Word for word, retype every line of the data.

INPUT FOR THIS TASK: Begin

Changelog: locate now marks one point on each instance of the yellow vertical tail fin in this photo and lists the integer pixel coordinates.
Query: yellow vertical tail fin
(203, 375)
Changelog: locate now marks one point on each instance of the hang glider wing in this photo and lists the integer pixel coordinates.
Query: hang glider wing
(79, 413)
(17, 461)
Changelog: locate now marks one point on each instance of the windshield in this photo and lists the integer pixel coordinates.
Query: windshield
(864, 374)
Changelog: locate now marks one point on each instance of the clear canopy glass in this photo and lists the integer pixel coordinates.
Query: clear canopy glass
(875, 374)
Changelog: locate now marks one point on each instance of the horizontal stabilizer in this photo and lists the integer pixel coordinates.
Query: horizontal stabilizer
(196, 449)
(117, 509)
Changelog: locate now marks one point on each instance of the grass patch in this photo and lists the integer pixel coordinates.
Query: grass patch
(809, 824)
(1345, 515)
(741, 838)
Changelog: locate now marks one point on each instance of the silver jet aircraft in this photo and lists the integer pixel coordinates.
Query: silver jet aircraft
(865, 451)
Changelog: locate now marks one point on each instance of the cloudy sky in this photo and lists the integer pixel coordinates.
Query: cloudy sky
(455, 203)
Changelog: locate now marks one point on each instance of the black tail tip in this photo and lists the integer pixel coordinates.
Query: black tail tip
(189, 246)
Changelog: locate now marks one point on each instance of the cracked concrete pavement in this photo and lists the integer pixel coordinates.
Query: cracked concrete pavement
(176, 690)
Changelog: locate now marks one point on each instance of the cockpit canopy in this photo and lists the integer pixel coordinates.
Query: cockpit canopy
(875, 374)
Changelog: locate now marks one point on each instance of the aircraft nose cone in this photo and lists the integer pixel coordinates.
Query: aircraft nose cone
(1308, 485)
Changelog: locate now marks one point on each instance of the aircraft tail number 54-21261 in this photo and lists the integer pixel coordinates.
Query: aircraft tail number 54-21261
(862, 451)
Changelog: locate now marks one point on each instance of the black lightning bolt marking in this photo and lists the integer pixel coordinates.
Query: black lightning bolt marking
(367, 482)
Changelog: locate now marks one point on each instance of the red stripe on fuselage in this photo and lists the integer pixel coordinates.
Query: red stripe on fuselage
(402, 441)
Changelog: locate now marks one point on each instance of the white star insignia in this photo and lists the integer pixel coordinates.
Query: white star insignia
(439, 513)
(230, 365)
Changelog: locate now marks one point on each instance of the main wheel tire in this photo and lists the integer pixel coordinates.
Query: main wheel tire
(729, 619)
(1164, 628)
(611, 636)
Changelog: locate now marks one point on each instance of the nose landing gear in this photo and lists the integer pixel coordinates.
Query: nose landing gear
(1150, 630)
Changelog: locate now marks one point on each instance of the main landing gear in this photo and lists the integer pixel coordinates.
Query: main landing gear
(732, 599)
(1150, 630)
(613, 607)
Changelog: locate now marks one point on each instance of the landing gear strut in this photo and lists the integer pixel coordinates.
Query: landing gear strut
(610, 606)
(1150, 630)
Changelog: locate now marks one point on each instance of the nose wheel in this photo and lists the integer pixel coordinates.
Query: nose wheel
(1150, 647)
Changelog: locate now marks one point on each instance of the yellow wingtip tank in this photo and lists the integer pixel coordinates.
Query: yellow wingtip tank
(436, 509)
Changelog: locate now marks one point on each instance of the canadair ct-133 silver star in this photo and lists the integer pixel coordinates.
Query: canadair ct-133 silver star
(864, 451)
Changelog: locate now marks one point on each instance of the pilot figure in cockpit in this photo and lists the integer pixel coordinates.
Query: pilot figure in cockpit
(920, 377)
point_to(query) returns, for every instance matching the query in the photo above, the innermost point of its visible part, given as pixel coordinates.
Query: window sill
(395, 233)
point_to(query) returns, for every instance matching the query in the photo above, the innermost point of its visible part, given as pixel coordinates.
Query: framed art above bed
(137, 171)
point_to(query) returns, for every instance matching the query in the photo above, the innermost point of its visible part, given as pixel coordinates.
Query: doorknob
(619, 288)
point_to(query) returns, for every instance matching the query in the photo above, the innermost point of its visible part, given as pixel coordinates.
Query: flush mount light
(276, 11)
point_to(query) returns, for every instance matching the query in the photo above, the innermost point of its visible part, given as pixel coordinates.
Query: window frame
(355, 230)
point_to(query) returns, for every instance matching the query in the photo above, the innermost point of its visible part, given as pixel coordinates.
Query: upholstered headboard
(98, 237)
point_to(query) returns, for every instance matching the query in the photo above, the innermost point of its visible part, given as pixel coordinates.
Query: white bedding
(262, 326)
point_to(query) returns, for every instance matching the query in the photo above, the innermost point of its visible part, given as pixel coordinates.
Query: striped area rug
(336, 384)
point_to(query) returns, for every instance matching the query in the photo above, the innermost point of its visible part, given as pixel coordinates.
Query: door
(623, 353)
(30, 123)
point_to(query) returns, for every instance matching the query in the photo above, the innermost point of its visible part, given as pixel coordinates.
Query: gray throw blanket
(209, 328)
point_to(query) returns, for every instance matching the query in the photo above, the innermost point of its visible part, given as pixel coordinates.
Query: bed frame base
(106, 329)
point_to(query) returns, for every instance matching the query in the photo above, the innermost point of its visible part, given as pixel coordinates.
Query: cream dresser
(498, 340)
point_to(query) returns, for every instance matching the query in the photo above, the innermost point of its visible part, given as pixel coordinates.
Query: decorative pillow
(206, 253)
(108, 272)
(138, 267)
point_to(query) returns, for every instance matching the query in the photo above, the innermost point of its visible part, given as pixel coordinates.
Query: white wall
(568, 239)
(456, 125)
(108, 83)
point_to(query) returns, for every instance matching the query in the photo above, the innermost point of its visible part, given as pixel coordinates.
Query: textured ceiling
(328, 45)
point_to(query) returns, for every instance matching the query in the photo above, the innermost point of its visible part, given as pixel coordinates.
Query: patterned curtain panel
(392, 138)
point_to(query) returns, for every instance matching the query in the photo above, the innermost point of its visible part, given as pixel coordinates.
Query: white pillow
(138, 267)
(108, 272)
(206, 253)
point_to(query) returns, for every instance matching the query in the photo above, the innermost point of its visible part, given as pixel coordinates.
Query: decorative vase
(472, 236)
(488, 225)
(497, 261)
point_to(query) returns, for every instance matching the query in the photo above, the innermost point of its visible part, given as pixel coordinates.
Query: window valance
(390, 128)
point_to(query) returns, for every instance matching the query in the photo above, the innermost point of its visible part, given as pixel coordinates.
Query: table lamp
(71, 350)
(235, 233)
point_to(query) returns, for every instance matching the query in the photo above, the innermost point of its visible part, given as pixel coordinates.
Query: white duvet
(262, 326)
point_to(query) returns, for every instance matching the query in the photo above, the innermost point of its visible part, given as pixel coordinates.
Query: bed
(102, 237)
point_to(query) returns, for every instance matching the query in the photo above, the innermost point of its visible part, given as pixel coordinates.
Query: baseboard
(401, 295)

INPUT FOR THIS TASK: End

• SOLUTION:
Changelog: locate now marks one point on each instance of the yellow vertical tail fin in this photo and lists the integer pixel coordinates.
Query: yellow vertical tail fin
(203, 375)
Changelog: locate now marks one point on each instance of the hang glider wing in this photo and lists the integer pixel coordinates.
Query: hang glider wing
(79, 413)
(17, 461)
Changelog: locate now marks one point on each instance of the windshield in this photo and lists the integer pixel coordinates.
Query: windshield
(864, 374)
Changelog: locate now marks one point on each instance of the clear canopy glass in this photo and lists the integer pixel coordinates.
Query: clear canopy glass
(875, 374)
Changelog: locate now marks one point on each instance of the horizontal stabilizer in this photo and lists the integer pixel coordinates.
Query: horizontal stabilizer
(196, 449)
(117, 509)
Changelog: locate now marks one point on each instance of the grass patch in this photo and lists the integer pixel coordinates.
Query: grass patch
(809, 824)
(1345, 515)
(741, 838)
Changelog: locate now marks one point on each instance of the silver jet aircraft in this photo and lists the integer pixel coordinates.
Query: silver jet aircraft
(865, 451)
Changelog: locate now marks one point on each instance of the cloudy sky in this photo and lists the integer pixel coordinates.
Query: cloudy sky
(455, 203)
Changelog: locate now marks one point on each instance of the black tail tip in this photo and lists the integer pixel coordinates.
Query: black tail tip
(189, 246)
Changelog: locate now marks one point on each instance of the cracked concrete pavement in this photo and lists the integer pixel coordinates.
Query: cracked concrete pavement
(176, 690)
Changelog: locate now marks one point on each instance of the cockpit canopy in this photo and lists the integer pixel coordinates.
Query: cockpit canopy
(875, 374)
Changelog: locate now marks one point on each instance of the aircraft nose cone in this photo and lists the integer pixel coordinates.
Query: aircraft nose cone
(1308, 485)
Changelog: locate now marks one point on each instance of the aircraft tail number 54-21261 in this photo and lists the integer pixel coordinates.
Query: aircraft tail number 54-21261
(862, 451)
Changelog: locate now marks one point on each instance of the black lightning bolt marking in this photo and lists the integer pixel coordinates.
Query: black lightning bolt marking
(367, 482)
Changelog: locate now marks one point on each instance of the red stripe on fuselage in this photo and lists the integer pixel coordinates.
Query: red stripe on fuselage
(402, 441)
Changelog: locate now marks one point on each instance of the white star insignia in this photo and lists the integer pixel coordinates.
Query: white star insignia
(439, 513)
(230, 365)
Changelog: locate now marks one point on each instance of the main wheel tire in this photo and lists the integer pixel coordinates.
Query: main wheel tire
(729, 619)
(1164, 628)
(611, 636)
Changelog: locate now marks one point on each instance of the nose landing gear in this photo and lists the integer pixel coordinates.
Query: nose landing gear
(1150, 630)
Changelog: locate now marks one point on each instance of the main landing gear in this photo and lists the integer pixel coordinates.
Query: main landing gear
(732, 599)
(1150, 630)
(613, 607)
Changelog: locate now marks one point on each instance of the landing gear strut in this photo and lists the integer pixel coordinates.
Query: landing gear strut
(610, 606)
(1150, 630)
Changelog: locate now marks one point on each instance of the nose wheel in this photo and lists the integer pixel coordinates.
Query: nose wheel
(1150, 647)
Changelog: locate now marks one point on each instance of the yellow wingtip tank in this photo and lists the integer pixel coordinates.
Query: yellow wingtip tank
(436, 509)
Changelog: locate now marks one point on each instance of the canadair ct-133 silver star in this photo and lists the integer pixel coordinates.
Query: canadair ct-133 silver star
(864, 451)
Changelog: locate now marks one point on each instance of the pilot figure in cockpit in this photo and lists the integer pixel coordinates.
Query: pilot figure in cockpit
(920, 377)
point_to(query) returns, for every instance matching the query in the photo above, the innermost point of its visible part, given as pixel coordinates.
Query: window sill
(395, 233)
point_to(query) returns, for every instance matching the query in the photo above, the innermost point of its visible part, given as pixel coordinates.
Query: framed art above bed
(137, 171)
point_to(query) returns, for every instance matching the query in the photo above, the innermost point of its visible part, given as pixel coordinates.
Query: doorknob
(619, 288)
point_to(query) returns, for every instance matching the query in the photo above, the innermost point of its visible part, given as pixel coordinates.
Query: flush mount light
(276, 11)
point_to(query) returns, for every instance matching the query in the photo above, the innermost point of its visible part, given as pixel coordinates.
Query: window frame
(355, 230)
point_to(query) returns, for every instance matching the query in the photo above, the innermost point of its visible part, given as pixel coordinates.
Query: upholstered headboard
(98, 237)
point_to(query) returns, for every instance matching the query in the photo above, the innermost point of its visible part, given as pixel coordinates.
Query: white bedding
(262, 326)
point_to(query) returns, for every instance matching the query in the photo above, the innermost point of its visible part, given as pixel coordinates.
Query: striped area rug
(336, 384)
point_to(query) returns, for every instance matching the query in the photo above, the innermost point of its visible part, given as pixel coordinates.
Query: door
(623, 353)
(30, 123)
point_to(query) returns, for every instance matching the query in the photo above, the innermost point of its visible part, given as pixel coordinates.
Query: gray throw blanket
(209, 328)
point_to(query) returns, for every instance matching the query in the photo above, the innermost point of its visible part, given as pixel coordinates.
Query: bed frame base
(106, 329)
point_to(query) returns, for every instance matching the query in the photo above, the innermost point of its visible part, given as pixel coordinates.
Query: cream dresser
(498, 340)
point_to(query) returns, for every instance matching the query in the photo above, the innermost point of its visible part, given as pixel coordinates.
Query: decorative pillow
(206, 253)
(108, 272)
(138, 267)
point_to(query) returns, for every instance matching the query in the photo above, the innermost point of its visible part, given as pixel coordinates.
Query: white wall
(568, 239)
(456, 125)
(108, 83)
point_to(query) returns, for every instance matching the query in the photo above, the innermost point of its visible part, given as pixel coordinates.
Query: textured ceiling
(328, 45)
point_to(query) returns, for every instance matching the query in the photo above, the innermost point of its visible part, given as pixel coordinates.
Query: patterned curtain panel
(392, 138)
point_to(query) returns, for every instance matching the query in the photo above, the innermost point of its visible part, given as pixel coordinates.
Query: white pillow
(138, 267)
(108, 272)
(206, 253)
point_to(query) returns, for every instance matching the query in the photo above, the innermost point of its visible part, given as pixel coordinates.
Query: decorative vase
(472, 236)
(488, 225)
(497, 261)
point_to(query) returns, for every instance matching the query in the photo above, the innermost point of its visible part, given as pixel coordinates.
Query: window valance
(390, 128)
point_to(query) returns, for every instance matching the query in the photo above, the innermost point of its visible part, given as pixel coordinates.
Query: table lamp
(71, 350)
(235, 233)
point_to(query) returns, for every instance matching the query in the photo above, the innermost point of its visible part, given as pixel coordinates.
Query: white duvet
(262, 326)
point_to(query) returns, for every instance matching the query in the photo above, the innermost point of its visible part, given as pixel coordinates.
Query: bed
(102, 237)
point_to(query) returns, for every instance matching the query in the photo above, the innermost point of its visible part, given as pixel coordinates.
Query: baseboard
(401, 295)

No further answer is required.